• Problem: Could you repeat all of the data below word for word?

(Location labeling records)
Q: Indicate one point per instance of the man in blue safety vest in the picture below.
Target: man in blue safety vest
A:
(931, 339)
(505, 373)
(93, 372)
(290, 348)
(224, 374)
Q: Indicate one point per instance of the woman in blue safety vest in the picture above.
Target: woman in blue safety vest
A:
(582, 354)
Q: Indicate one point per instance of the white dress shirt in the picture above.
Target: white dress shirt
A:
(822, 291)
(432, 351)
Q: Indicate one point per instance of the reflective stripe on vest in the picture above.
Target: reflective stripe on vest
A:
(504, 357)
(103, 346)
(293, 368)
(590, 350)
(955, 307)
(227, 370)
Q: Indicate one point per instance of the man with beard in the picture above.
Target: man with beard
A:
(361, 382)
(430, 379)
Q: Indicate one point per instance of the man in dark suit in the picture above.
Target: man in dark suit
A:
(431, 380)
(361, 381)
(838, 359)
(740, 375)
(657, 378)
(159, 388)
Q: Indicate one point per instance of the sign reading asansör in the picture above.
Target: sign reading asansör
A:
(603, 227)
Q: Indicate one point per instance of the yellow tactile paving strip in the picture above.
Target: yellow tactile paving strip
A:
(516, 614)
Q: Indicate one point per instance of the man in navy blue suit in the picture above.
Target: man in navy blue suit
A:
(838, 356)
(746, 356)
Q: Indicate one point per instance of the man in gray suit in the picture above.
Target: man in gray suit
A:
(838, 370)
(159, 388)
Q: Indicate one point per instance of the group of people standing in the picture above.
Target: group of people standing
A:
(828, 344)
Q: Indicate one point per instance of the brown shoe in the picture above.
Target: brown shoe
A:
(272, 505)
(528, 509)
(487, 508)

• Solution to the exercise:
Q: Indicate one point per instance of the man in blue safety vest in the picture below.
Target: man in blue safety vest
A:
(931, 339)
(505, 373)
(93, 372)
(290, 348)
(224, 374)
Q: Indicate one point per instance of the woman in blue safety vest in the picture above.
Target: woman in blue safety vest
A:
(582, 354)
Q: Indicate one point per instance of the white dress shirt in the picture above.
Target: white dress shirt
A:
(822, 291)
(432, 351)
Q: Indicate one point per instance of the reflective stripe on vest in the picture above.
Target: reflective stripe on vest
A:
(504, 357)
(103, 346)
(293, 368)
(590, 350)
(955, 307)
(227, 370)
Q: Indicate one point per instance of the man with beard in the picture above.
Target: man with beard
A:
(361, 382)
(430, 379)
Q: Indicate one point per instance of the man in dark suit in the picture above.
Target: man in dark suit
A:
(431, 380)
(361, 381)
(838, 359)
(740, 375)
(657, 378)
(159, 388)
Q: Indicate one point per instance of the sign reading asansör in the picture above.
Target: sign reading asansör
A:
(603, 227)
Q: Indicate one point per instance of the yellow tactile paving strip in the picture above.
Target: yellow tactile paving strip
A:
(516, 614)
Q: Indicate one point per instance of the man in navy blue suit in the picture above.
Target: man in navy blue suit
A:
(838, 356)
(746, 356)
Q: Indicate one point per instance of the man in gray suit in the picture above.
Target: man in gray suit
A:
(838, 370)
(159, 388)
Q: Indicate one point per instance of the group of people standing in the picture above.
Target: group of people standing
A:
(828, 344)
Q: Indicate one point per instance of the brown shoe in the picture above.
Target: brown shoe
A:
(272, 505)
(528, 509)
(487, 508)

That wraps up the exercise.